• _COMPLETE THE FOLLOWING_:
1) Return the passage on radiation and cancer risk word for word, from "According to death" to "from leukemia (63%).".
2) Please carry the passage on radiation and cancer risk further, picking up where it stops.

[[ SELECTED EXCERPT open ]]

The new data come from villagers downstream from the Mayak weapons complex in the southern Urals, victims of the struggle for nuclear supremacy. From 1949 to 1956, they were exposed to a steady stream of plutonium production byproducts released into the Techa River.
After the Soviet breakup, US experts — including atomic bomb radiation expert Dale Preston, now at Hirosoft International Corp. in Eureka, California, and epidemiologist Elaine Ron of the US National Cancer Institute — joined forces with colleagues at the Urals Research Center for Radiation Medicine in Chelyabinsk to scrutinize the health of 25,000 people who lived in 41 villages along the Techa between 1950 and 1952, when radioactivity releases climaxed, and nearly 5000 people who moved to these communities between 1953 and 1960.
The biggest challenge has been getting a handle on individual radiation doses, which remain uncertain. The team has measured strontium-90, the most common downstream radioisotope, in teeth from scores of subjects and conducted whole-body counts of strontium and cesium-137. They have at least one strontium measurement for more than a third of the villagers.
According to death certificates, 1842 villagers died from solid tumors other than bone cancer, the prevalence of which would have been skewed by strontium-90. And 49 died from leukemia, not counting chronic lymphocytic leukemia (CLL), which is not thought to be triggered by radiation. The researchers attributed deaths above the background rate to radiation — 46 from solid cancer (2.5%) and 31 from leukemia (63%).
The risks increase with estimated dose, the team reports in the November issue of Radiation Research. “People were hoping that the risks would be a lot lower,” says Lynn Anspaugh now at the University of Utah, Salt Lake City, who helped with the study’s dosimetry.
Nuclear Workers and Cancer
The figures, although alarming, are in line with the largest study of nuclear power workers ever carried out. A team led by Elisabeth Cardis of the International Agency for Research on Cancer in Lyon, France, pooled data on more than 400,000 plant workers in 15 countries. In this group, 6519 have died from solid cancers and 196 from non-CLL leukemias.
The finding suggests that between 1% and 2% of the deaths may be due to radiation, the team concluded in the 29 June issue of the British Medical Journal.

[[ SELECTED EXCERPT closed ]]
[[ GIVEN RECORDS open ]]

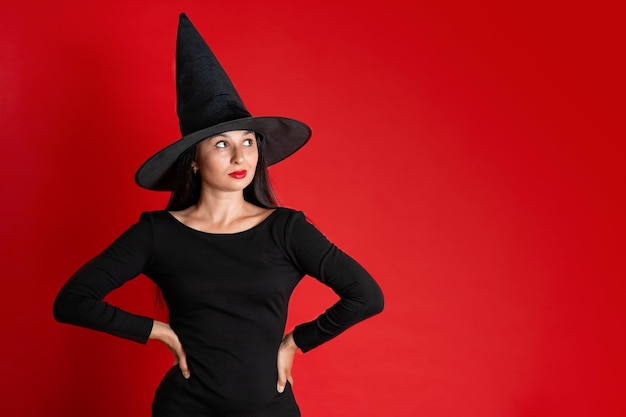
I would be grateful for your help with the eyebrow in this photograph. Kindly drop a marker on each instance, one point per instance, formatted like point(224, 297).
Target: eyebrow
point(224, 135)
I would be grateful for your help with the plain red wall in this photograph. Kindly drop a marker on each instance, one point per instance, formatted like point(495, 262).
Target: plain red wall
point(469, 154)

[[ GIVEN RECORDS closed ]]

• _EXERCISE RESULTS_:
1)
According to death certificates, 1842 villagers died from solid tumors other than bone cancer, the prevalence of which would have been skewed by strontium-90. And 49 died from leukemia, not counting chronic lymphocytic leukemia (CLL), which is not thought to be triggered by radiation. The researchers attributed deaths above the background rate to radiation — 46 from solid cancer (2.5%) and 31 from leukemia (63%).

2)
It’s an “impressive study,” says Holm, although he and others flagged a shortcoming: Smoking may account for a large share of deaths attributed to radiation. In the study, the risk of smoking-related tumors — primarily lung cancers — is much higher than for other solid cancers. Cardis points out that the paper acknowledges smoking as a confounding factor.
“Although smoking may play a role in the increased risk of all cancers excluding leukemia, it is unlikely to explain all of the increased risk observed,” she says. Future publications will address concerns about the study’s methods, she says. Although the Cardis study has been challenged, exhibit B in the low-dose indictment, the Techa River study, provides corroborating evidence.
The two studies come to “practically the same conclusion,” says Peter Jacob of the Institute of Radiation Protection in Neuherberg, Germany. That means that the 20-mSv standard is unlikely to budge, despite arguments from industry that it is too stringent.
The Russian results are “a setback for those who hope for a relaxation of the standards,” says Anspaugh. The United States is one of the few nations that does not use the ICRP standard; it permits exposures up to 50 mSv per year.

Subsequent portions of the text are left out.